> Document
--- begin ---

The EGC provisions of JOBS Act 4.0 would extend the period that a company could retain its Emerging Growth Company status from five to ten years. This would reduce the cost of being a public company until substantial size is achieved and will, therefore, make IPOs more attractive. It is part of a well-conceived scaled disclosure regime.

The ever-increasing regulatory burden on public companies means that companies are going public much later in their life cycle. This, in turn, means that a disproportionate share of the gains from successful entrepreneurial ventures accrues to accredited investors buying private placements rather than ordinary investors who own publicly traded shares.REF Policymakers should seek to reduce the burden on public companies so that ordinary American investors can share in these gains.

I have two suggestions about how to improve this very constructive section of the bill. First, I would suggest that EGC status be made indefinite rather than limiting it to 10 years. Second, I would recommend amending the Securities Act and the Securities Exchange Act so that EGCs (and smaller reporting companies) are exempt from (1) climate change or greenhouse gas emissions reporting,REF (2) diversity, equity and inclusion reportingREF and (3) human capital management reporting.REF Of course, it would be preferable to simply define materiality so that such reporting is not required of any issuer.

The proposed climate change rule alone has been estimated by the SEC to increase the costs of being a public company by an astounding 165 percent, by $6,378,073,242 in the aggregate from $3,856,958,756 to $10,235,031,998.REF And this is a massive underestimate because huge swaths of the costs imposed by scope 3 are not counted. In other words, the proposed climate change rule will nearly triple the costs of being a public company. With one regulation, the Commission is considering adding more costs on issuers than all of the regulations promulgated in the previous nine decades. It is difficult to conceive of a more destructive policy and, if promulgated, it will dwarf the positive impact of this legislation. The DEI and human capital management reporting requirements will just make the problem worse.

Small Business Audit Correction Act

The number of broker-dealers has declined by about 30 percent over the past 15 years. A large reason for this decline is the ever-increasing regulatory burden that crushes the profitability of small broker-dealers. Regulatory costs do not increase linearly with size, so heavy regulation accords a competitive advantage to large firms. The decline in small broker-dealers harms small entrepreneurs because small broker-dealers are more likely to assist them to raise capital than large investment banks.

--- end ---

> Data records

--- begin ---

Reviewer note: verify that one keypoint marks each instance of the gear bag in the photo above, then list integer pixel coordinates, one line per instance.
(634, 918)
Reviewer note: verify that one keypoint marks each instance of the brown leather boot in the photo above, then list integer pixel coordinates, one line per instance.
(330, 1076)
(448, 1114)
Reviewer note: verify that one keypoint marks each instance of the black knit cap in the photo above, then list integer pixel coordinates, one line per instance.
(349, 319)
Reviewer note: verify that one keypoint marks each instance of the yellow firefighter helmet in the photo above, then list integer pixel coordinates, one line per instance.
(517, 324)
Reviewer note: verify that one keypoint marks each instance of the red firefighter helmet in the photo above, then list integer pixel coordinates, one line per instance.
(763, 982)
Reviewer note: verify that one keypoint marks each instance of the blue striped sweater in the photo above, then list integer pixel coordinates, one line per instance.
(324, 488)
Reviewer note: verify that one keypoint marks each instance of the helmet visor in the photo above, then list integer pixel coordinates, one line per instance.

--- end ---
--- begin ---

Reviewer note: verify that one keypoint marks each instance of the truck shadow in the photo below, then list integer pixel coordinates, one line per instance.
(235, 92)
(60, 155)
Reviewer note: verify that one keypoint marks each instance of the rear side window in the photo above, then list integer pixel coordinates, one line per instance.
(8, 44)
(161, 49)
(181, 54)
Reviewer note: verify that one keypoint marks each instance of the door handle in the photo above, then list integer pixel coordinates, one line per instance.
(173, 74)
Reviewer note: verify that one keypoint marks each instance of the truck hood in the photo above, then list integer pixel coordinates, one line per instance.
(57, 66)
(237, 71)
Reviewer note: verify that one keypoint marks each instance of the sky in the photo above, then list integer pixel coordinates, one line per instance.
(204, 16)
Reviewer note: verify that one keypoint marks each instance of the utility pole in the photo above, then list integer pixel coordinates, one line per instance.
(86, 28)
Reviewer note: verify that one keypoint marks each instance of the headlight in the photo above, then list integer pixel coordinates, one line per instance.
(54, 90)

--- end ---

> Problem 1
The passage on JOBS Act 4.0 recommends that certain kinds of reporting be made exempt for EGCs and smaller reporting companies. List each kind of reporting it names.
> Problem 2
Write the next part of the passage on JOBS Act 4.0, picking up after its final sentence about small broker-dealers and small entrepreneurs.

> Exercise result 1
- Climate change or greenhouse gas emissions reporting
- Diversity, equity and inclusion reporting
- Human capital management reporting

> Exercise result 2
This constructive billREF would exempt privately-held, non-custodial broker-dealers from the requirements to use a Public Company Accounting Oversight Board (PCAOB) registered firm for their audits. These small firms are not public companies and do not generally hold customer securities or funds. They pose no risk to the financial system as a whole. It is appropriate to allow them to comply only with normal audits rather than the more expensive PCAOB compliant audits. They would still be subject to the full panoply of both SEC and FINRA rules governing broker-dealers.88

Additional Proposals Relating to Entrepreneurial Capital Formation

See my submission to the Committee for details regarding the proposals in this section, including an analysis of why they are desirable and, in many cases, proposed statutory language.REF

Proposals Relating to Substantive Changes to the Securities Laws

  1. Congress should codify and broaden the exemption from the section 12(g) holder-of-record limitations for Regulation A securities.
  2. Congress should eliminate the income and net worth limitations imposed by Regulation A (although not by Securities Act section 3(b)).
  3. Congress should exempt P2P lending from federal and state securities laws.
  4. Congress should amend Title III of the JOBS Act to create a category of crowdfunding security called a “crowdfunding debt security” or “peer-to-peer debt security” with lesser continuing reporting obligations.
  5. Congress should statutorily define materiality in terms generally consonant with Supreme Court holdings on the issue but should specifically excludes social and political objectives unrelated to investors’ financial, economic or pecuniary objectives.
  6. Congress should amend the Securities Act and the Securities Exchange Act to reflect the principles of the Civil Rights Act by prohibiting securities regulators, including SROs, from promulgating rules or taking other actions that discriminate on the basis of race, color, religion, sex, or national origin of such individual or group. Legal discrimination or quotas on the basis of race or sex should be a relic of the past.
  7. Congress should terminate the Consolidated Audit Trail program

Proposals Relating to Studies or Data Improvement

  1. Congress should require the Division of Economic and Risk Analysis at the SEC to conduct a study mapping and reporting accredited investor data by state and county but permitting the use of core-based statistical areas or metropolitan statistical areas if data masking by the Census Bureau or the IRS Statistics of Income effectively requires their use.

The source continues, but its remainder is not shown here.